Task details:
Begin at the line containing "Reviewer note: make sure every instance of the rear wheel" and end at the final line of the entries. Please reproduce those lines exactly.

Point-per-instance localization data:
********************

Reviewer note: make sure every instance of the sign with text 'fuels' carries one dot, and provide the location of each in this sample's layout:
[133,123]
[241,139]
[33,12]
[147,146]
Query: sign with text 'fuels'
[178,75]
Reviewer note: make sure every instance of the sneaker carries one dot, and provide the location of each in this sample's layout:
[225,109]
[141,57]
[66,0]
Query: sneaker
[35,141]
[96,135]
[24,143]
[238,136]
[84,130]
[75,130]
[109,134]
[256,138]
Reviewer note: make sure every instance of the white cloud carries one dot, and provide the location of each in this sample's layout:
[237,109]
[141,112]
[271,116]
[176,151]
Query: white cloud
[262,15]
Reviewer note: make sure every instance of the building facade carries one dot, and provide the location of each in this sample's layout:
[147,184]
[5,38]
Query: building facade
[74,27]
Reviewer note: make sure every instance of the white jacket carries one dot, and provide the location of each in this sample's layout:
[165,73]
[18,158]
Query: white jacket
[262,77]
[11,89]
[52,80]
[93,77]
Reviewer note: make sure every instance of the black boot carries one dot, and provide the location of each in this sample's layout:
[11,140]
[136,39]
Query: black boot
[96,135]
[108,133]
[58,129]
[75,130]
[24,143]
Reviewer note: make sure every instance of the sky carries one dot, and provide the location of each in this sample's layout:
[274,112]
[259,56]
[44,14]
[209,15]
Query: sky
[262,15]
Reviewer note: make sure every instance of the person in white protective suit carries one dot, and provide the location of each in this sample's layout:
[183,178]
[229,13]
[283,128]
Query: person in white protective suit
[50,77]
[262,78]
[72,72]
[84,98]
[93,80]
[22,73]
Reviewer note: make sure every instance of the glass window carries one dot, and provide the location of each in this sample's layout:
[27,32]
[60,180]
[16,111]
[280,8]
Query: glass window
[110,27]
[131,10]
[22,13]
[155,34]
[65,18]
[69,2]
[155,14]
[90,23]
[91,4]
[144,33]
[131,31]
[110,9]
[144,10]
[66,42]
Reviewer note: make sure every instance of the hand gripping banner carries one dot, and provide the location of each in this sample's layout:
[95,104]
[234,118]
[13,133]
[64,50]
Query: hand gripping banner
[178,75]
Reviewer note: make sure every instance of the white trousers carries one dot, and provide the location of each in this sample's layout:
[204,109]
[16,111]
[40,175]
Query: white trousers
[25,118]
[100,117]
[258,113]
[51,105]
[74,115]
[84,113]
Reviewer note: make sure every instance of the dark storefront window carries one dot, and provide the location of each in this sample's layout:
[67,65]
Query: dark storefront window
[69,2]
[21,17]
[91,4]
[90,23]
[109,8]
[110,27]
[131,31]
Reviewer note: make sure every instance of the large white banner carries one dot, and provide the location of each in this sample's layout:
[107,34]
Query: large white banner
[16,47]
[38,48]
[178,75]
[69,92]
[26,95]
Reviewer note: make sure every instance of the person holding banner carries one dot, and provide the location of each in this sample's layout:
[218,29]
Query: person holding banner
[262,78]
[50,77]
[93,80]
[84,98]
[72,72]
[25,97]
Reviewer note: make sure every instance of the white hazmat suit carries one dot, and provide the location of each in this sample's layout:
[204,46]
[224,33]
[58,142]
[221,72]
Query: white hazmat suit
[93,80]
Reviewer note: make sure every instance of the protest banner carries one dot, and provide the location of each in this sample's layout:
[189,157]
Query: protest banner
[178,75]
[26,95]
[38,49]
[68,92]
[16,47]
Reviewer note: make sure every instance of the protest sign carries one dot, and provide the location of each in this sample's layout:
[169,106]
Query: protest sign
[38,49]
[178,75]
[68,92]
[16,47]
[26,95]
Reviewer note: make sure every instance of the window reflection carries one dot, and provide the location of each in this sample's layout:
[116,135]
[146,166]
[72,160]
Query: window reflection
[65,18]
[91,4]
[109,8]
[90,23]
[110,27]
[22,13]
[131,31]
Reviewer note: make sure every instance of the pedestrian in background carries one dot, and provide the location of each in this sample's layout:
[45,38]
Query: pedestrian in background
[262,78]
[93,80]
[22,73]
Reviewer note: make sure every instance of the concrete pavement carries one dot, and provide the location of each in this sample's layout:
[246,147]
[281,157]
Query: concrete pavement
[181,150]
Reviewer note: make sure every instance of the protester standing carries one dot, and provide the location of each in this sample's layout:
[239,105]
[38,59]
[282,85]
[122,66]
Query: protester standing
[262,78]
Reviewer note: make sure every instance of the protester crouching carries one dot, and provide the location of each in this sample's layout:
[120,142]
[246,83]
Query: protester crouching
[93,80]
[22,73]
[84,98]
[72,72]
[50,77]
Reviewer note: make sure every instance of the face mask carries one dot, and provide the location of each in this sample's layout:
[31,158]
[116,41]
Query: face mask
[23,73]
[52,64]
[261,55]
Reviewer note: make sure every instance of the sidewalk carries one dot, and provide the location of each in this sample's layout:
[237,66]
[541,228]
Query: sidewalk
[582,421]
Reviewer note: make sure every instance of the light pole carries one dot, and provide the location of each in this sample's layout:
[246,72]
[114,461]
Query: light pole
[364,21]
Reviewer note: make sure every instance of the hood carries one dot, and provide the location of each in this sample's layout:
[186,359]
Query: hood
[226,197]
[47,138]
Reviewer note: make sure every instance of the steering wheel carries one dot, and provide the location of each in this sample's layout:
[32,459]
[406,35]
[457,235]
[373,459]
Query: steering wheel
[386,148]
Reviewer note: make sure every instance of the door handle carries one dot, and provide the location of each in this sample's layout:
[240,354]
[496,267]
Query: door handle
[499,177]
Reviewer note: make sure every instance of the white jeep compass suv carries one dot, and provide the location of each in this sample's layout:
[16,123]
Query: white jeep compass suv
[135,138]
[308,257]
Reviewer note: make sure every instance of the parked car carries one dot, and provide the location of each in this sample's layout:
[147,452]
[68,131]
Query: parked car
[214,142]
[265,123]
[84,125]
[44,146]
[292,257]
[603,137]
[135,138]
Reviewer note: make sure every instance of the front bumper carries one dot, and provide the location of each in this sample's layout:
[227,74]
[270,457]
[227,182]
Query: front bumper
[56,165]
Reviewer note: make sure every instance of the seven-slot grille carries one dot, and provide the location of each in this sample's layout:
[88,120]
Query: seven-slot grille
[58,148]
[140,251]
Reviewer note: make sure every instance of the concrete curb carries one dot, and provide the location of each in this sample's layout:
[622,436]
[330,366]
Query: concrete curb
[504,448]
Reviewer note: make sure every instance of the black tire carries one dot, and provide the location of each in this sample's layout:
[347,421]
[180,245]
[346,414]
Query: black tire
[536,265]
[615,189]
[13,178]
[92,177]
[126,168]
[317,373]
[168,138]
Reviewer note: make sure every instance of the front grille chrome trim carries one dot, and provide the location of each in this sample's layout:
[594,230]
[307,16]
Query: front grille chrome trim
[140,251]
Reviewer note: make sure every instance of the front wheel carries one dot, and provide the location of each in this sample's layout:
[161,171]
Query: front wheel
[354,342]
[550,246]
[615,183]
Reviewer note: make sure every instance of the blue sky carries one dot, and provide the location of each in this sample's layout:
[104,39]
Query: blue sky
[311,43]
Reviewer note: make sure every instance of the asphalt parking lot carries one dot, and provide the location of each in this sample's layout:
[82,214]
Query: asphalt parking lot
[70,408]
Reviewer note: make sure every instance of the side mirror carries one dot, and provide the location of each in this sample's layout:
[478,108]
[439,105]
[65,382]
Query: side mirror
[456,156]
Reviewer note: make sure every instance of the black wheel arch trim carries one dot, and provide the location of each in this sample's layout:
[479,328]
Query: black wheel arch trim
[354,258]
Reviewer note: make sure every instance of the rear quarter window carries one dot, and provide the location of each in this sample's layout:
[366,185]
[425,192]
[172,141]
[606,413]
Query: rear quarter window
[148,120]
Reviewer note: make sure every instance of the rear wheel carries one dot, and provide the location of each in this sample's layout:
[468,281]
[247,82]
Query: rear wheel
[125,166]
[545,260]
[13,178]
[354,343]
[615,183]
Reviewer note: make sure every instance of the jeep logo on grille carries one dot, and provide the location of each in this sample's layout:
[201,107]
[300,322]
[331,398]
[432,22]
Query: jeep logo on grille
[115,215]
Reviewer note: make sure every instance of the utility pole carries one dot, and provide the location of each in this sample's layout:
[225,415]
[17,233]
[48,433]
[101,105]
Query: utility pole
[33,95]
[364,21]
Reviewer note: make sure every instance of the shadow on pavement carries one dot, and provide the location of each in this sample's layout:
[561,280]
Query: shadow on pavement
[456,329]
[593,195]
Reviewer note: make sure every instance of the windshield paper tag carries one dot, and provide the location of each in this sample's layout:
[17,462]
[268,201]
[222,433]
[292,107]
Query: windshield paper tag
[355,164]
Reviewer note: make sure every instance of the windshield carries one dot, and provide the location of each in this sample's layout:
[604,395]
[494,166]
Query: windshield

********************

Solution to the exercise:
Reviewer note: make sure every instance of the rear wheel carries one dot, and provide the location of each in this sample's layout:
[468,281]
[247,82]
Query: rear wheel
[125,166]
[545,260]
[13,178]
[354,343]
[615,183]
Reviewer note: make sure every instance of the jeep logo on grille carries one dot, and provide the location of each in this sample's layout:
[201,107]
[300,322]
[331,398]
[432,22]
Query: jeep logo on grille
[115,215]
Reviewer note: make sure every instance of the utility pole carries one dot, and provide the location of each in this sample's layout:
[225,415]
[17,233]
[48,433]
[101,105]
Query: utility pole
[33,95]
[364,21]
Reviewer note: make sure every instance of the shadow on pavement carries one dot, and provide the location of each in this sample's layout:
[561,280]
Query: shadow on pavement
[456,329]
[593,195]
Reviewer note: make sure every instance of the windshield paper tag carries one dot, and provide the location of each in this sample's layout:
[17,462]
[268,201]
[222,433]
[292,107]
Query: windshield paper tag
[355,164]
Reviewer note: make sure every instance of the windshield carries one dot, and provide the location of each in this sample's layout:
[604,395]
[494,166]
Query: windshield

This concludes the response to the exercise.